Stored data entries
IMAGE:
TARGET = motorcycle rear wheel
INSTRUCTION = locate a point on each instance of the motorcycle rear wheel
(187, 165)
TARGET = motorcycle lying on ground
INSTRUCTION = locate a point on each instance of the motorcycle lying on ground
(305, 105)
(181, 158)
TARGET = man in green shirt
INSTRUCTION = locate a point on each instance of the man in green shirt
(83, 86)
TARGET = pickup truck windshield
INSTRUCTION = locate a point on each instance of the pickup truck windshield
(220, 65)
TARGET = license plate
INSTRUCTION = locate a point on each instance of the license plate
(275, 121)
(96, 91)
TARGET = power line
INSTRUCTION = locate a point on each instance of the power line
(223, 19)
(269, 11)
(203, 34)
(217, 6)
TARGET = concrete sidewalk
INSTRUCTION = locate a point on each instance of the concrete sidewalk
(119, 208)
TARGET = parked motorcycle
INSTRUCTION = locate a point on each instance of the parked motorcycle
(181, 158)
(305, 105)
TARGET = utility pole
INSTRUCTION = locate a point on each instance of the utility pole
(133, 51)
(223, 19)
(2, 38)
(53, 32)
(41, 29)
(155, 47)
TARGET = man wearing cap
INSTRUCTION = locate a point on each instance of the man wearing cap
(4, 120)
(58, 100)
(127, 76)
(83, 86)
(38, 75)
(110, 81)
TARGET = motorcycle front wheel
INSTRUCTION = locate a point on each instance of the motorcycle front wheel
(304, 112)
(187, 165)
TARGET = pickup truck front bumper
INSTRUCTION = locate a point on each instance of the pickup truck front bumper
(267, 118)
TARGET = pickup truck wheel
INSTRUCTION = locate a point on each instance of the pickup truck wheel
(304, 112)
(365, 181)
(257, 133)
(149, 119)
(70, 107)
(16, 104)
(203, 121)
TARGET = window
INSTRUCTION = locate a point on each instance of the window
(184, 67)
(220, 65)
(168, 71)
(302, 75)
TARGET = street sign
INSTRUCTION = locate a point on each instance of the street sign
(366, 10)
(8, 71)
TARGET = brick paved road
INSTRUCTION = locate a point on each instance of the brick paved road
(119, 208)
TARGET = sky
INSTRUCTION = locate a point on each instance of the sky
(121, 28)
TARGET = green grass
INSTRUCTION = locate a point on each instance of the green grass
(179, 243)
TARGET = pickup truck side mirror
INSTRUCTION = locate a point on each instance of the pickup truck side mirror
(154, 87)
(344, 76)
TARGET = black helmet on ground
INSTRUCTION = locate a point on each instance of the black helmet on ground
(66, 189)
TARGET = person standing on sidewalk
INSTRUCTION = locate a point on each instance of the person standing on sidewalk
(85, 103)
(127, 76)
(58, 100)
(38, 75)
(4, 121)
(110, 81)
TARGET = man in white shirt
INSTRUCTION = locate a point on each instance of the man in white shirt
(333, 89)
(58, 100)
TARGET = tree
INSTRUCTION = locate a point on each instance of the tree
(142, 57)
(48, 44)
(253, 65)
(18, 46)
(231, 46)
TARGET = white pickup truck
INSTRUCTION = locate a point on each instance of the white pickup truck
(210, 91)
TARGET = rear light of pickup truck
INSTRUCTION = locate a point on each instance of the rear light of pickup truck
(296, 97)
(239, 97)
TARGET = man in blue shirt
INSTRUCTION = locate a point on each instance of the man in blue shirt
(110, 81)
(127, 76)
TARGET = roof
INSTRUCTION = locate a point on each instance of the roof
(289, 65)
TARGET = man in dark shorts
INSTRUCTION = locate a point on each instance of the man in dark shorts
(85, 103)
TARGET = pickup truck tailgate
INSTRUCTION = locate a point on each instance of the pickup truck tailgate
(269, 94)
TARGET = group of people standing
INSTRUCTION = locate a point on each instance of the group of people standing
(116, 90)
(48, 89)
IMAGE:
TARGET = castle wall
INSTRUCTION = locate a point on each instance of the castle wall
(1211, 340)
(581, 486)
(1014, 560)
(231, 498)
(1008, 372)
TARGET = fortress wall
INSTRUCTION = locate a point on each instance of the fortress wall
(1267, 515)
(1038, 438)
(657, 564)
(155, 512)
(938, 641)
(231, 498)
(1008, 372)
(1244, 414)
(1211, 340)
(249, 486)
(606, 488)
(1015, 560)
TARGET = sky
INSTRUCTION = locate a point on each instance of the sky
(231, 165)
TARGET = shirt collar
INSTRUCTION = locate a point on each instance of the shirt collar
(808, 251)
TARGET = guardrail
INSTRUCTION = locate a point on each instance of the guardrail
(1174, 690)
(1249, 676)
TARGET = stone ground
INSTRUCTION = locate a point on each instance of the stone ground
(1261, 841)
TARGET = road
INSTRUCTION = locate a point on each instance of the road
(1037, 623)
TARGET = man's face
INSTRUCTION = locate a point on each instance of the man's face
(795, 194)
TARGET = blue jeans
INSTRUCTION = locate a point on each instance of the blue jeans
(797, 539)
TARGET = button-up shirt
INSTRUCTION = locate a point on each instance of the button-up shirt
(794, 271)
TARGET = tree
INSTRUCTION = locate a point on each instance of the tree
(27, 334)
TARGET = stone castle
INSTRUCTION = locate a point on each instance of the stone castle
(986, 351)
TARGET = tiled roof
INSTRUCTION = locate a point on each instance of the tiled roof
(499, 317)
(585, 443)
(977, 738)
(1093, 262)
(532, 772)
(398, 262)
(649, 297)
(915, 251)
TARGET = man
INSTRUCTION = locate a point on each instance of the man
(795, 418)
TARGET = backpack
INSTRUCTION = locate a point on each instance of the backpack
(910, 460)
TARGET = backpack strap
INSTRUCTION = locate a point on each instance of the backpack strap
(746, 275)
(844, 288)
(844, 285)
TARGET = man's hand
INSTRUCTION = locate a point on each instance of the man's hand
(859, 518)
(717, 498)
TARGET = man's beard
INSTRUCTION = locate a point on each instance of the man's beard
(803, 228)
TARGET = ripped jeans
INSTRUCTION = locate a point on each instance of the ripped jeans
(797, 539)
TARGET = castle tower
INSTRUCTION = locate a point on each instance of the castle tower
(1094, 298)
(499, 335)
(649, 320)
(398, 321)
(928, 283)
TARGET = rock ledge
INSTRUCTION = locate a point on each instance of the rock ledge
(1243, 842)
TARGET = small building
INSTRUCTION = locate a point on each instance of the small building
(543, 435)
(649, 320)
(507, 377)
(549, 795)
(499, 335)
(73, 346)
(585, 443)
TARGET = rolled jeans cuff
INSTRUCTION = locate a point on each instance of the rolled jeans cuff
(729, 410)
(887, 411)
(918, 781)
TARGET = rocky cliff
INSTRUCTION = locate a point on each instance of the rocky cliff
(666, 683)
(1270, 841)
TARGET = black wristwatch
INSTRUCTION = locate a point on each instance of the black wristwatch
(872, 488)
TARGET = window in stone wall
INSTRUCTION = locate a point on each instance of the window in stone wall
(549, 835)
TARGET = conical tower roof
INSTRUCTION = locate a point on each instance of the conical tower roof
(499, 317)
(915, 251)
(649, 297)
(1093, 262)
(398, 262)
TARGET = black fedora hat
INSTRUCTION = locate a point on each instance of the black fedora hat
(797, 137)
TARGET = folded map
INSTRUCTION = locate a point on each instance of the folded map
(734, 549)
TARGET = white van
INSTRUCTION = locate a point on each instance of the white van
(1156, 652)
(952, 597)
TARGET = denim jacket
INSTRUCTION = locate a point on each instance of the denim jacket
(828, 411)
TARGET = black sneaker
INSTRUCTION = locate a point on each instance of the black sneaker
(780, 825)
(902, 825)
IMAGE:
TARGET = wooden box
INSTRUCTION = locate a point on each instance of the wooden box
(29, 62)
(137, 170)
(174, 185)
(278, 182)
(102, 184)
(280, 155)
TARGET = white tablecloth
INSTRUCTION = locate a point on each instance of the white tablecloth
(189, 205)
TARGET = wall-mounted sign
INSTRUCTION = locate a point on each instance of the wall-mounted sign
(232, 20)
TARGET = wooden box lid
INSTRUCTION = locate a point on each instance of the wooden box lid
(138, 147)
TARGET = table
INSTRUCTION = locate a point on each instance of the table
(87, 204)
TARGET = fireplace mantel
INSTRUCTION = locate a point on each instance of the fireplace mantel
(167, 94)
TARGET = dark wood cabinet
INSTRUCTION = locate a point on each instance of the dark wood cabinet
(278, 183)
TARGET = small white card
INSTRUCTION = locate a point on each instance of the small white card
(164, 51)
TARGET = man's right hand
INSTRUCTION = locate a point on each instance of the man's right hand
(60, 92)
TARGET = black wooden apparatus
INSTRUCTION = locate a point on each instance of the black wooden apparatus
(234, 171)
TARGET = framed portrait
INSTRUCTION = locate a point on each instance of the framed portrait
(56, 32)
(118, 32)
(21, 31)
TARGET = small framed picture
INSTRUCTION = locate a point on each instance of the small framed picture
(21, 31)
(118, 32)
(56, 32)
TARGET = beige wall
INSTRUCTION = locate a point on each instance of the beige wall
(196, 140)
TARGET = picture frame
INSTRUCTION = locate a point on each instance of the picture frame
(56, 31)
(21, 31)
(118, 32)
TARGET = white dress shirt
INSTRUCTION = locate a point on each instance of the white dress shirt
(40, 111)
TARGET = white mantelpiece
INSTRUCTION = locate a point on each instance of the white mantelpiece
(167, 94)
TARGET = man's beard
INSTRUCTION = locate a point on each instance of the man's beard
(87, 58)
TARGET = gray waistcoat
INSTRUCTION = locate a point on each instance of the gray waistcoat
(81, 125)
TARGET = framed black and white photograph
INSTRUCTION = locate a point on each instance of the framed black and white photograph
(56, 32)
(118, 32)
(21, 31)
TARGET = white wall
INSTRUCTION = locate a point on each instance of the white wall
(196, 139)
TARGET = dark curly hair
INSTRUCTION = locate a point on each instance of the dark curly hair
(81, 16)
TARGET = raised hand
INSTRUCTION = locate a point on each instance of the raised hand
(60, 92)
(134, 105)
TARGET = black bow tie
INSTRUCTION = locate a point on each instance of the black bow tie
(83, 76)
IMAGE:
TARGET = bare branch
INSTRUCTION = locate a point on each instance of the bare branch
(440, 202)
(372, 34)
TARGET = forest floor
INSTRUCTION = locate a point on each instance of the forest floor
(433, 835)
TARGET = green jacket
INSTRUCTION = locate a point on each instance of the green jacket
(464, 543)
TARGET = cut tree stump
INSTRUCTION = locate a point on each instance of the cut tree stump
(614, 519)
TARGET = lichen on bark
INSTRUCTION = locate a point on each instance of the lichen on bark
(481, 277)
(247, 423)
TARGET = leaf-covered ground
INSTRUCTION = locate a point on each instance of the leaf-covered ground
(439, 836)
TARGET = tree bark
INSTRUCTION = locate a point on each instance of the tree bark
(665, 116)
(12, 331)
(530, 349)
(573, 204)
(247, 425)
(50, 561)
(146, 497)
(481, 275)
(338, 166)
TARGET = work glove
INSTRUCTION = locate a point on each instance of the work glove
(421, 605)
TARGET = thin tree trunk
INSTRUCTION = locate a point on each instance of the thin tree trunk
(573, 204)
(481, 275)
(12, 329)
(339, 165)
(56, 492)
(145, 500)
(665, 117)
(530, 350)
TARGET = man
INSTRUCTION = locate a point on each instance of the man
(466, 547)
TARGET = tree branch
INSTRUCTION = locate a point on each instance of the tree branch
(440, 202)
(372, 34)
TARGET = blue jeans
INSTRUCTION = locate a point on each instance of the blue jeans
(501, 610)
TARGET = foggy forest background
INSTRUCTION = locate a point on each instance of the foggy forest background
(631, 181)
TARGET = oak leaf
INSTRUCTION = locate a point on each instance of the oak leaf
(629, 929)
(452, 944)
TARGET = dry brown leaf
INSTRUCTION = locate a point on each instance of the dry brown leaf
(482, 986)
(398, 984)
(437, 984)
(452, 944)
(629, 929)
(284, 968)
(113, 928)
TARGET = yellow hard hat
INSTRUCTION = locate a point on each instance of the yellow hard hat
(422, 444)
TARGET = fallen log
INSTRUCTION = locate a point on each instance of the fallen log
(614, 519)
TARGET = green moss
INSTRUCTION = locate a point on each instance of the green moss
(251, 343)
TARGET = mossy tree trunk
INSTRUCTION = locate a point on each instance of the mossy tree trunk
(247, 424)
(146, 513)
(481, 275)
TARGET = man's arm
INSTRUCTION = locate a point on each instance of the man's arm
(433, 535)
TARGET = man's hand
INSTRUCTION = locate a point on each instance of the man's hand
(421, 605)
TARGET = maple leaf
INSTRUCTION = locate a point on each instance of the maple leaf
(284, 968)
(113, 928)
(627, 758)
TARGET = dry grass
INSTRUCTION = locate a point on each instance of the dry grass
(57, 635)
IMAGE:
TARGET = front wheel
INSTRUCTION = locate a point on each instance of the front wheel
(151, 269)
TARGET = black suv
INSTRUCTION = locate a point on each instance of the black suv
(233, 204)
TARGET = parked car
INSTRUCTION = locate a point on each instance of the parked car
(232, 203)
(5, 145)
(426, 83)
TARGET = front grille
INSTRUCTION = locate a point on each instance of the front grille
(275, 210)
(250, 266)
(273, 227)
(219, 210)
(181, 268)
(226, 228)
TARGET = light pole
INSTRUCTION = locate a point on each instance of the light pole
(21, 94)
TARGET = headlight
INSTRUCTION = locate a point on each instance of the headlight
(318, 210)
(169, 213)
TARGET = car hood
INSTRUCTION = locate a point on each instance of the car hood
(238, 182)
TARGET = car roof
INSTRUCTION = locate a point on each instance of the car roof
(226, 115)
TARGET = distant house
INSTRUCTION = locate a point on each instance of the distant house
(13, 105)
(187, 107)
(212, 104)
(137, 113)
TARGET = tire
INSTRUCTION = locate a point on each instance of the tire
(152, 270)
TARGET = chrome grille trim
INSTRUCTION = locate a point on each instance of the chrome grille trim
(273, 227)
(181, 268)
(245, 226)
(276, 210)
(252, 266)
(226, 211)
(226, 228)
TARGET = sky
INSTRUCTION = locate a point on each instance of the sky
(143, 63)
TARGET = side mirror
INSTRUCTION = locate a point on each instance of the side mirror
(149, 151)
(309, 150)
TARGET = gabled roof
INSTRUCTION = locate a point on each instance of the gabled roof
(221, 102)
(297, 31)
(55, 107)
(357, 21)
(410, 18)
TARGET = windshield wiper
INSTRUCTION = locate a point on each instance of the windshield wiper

To do –
Check the data line by line and report how many lines contain "wiper" as a word or string, giving nothing besides the number.

Reply to the task –
2